- [Work instructions]:
**A)** In the article on the MEK and US policy toward Iran, on what date did the MEK reveal that the Islamic Republic had an advanced nuclear program?
**B)** Write a continuation of the article on the MEK and US policy toward Iran, starting after its final sentence.
--- Reading passage ---
Saturday, November 19, 2005

Friendly fire and the US in Iran

Friendly fire and the US in Iran

By Neda Bolourchi



In recent months, the Mujahideen-e Khalq (MEK) and its attempts to prove that the Islamic Republic of Iran intends to develop nuclear weapons garnered widespread media coverage and speculation. While bringing forth a modicum of new information, the attention fails to illuminate just how dangerous the MEK could be to the United States.

Grappling in Iraq, the Bush administration now faces an analogous yet graver situation in the Islamic Republic. In the years leading up to the Iraq war, Ahmad Chalabi led the exiled Iraqi National Congress. In courting Bush officials like Richard Perle and Paul Wolfowitz to stoke the war flames in Iraq, Chalabi materialized defectors who affirmed suspicions about Saddam Hussein's ethereal weapons of mass destruction. Chalabi then secured administration support by seducing it with visions of Iraqis showering American liberators with flowers and a quick handover of a well-ordered Iraq from US troops to his Free Iraqi Fighters.

Today, Maryam Rajavi, the so-called president-elect of the MEK's National Council of Resistance of Iran (NCRI), conjures up the same desert visions for Iran.

Like the case of Chalabi, who offered information on the seemingly impenetrable Iraq, reliance on Rajavi and her supporters superficially makes sense. Given the US's lack of human intelligence inside the Islamic Republic's government, supporting the MEK would naturally appeal to the US administration as a means to quickly develop and install agents who can provide reliable information regarding the Islamic Republic's nuclear advancements.


The MEK even appears to fit the bill better than Chalabi in many respects. As an Iranian opposition group with members inside and outside the country, the MEK can utilize its nativist connection to seamlessly merge with countrymen without fear of being detected by foreign accents, mannerisms or characteristics.

Moreover, the MEK is the largest and the best-organized Iranian opposition group, with realistic estimates between 6,000 to 10,000 fighters, members and supporters combined. More importantly, the MEK demonstrated its ability to deliver reliable information when it revealed, on August 14, 2002, that the Islamic Republic possessed an advanced nuclear program that included facilities at Natanz and Arak.

The MEK now finds support within parts of the American government as a "third option". Such support is built on the fallacy that the MEK can not only provide information, but also enjoys enough popular support so that diplomacy and direct military action can be skirted. By lobbying to remove the MEK from the US's list of foreign terrorist organizations and considering the group as leverage to destabilize, overthrow, and/or replace Tehran's clerical government, supporters ignore the unsavory history of the MEK.
--- Dataset rows ---
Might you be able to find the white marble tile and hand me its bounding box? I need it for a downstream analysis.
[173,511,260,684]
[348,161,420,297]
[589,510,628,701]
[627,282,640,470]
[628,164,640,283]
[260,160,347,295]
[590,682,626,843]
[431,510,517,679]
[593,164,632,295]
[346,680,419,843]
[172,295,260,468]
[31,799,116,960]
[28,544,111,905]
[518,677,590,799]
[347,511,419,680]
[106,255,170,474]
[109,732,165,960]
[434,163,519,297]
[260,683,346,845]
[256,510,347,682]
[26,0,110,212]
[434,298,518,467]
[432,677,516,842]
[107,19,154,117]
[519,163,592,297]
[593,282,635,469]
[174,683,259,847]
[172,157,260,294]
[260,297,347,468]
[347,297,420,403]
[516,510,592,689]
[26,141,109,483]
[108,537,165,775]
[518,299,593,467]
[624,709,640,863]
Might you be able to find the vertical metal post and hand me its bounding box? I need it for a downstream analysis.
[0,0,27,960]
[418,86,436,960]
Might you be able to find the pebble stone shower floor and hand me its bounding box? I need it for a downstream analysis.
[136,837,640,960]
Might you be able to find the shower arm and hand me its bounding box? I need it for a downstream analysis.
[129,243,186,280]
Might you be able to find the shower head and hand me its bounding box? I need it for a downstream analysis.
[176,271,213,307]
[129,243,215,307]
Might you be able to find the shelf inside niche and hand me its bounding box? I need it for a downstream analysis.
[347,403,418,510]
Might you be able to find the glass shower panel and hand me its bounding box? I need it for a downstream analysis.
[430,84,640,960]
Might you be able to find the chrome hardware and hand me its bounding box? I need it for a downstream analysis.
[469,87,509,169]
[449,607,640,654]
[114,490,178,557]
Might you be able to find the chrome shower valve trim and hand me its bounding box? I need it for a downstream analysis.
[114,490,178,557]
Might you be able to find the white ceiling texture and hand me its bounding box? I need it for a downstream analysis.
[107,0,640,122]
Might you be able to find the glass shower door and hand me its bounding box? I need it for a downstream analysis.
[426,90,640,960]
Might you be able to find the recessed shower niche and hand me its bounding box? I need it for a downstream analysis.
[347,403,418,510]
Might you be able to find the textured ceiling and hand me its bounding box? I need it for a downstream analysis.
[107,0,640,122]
---
- [Written answers]:
**A)** August 14, 2002.

**B)**
And that puts the United States, its citizens and its interests in grave danger.

Under the Bill Clinton administration, the State Department placed the MEK on its terrorist organization list in 1997 as a conciliatory gesture to the then newly elected Mohammed Khatami moderates. In justifying its decision, the State Department used several acts of violence committed against Americans to justify its actions.

These acts included the November 1971 attempt to kidnap the American ambassador, as well as the 1972 bombings of the offices belonging to Pepsi-Cola, General Motors, the Hotel International, the Marin Oil Company, the Iranian-American Society and the US Information Office. Over the next three years, the MEK robbed six banks, assassinated the deputy chief of the US Military Mission (Colonel Lewis Hawkins), killed the chief of the Tehran police, killed five American civilians and/or military advisers, attempted to assassinate the chief of the US Military Mission in Iran (General Harold Price), and bombed the offices of Pan-American Airlines, Shell Oil Company, British Petroleum, El Al and British Airways. [1]


In a military tribunal in 1972, MEK leader Massoud Rajavi explained such acts of violence by premising that the future of Iran depended on armed resistance.

Blaming most of the world's problems on imperialism, Rajavi insisted that "American imperialism" was the main enemy of Iran because the United States conducted the 1953 coup d'etat that overthrew the then prime minister, Mohammad Mossadeq. [2] In retaliation, the Shah attempted to discredit the group by labeling the mujahideen as "Islamic Marxists" and by claiming that Islam merely served as a cover to hide the group's Marxist ideology.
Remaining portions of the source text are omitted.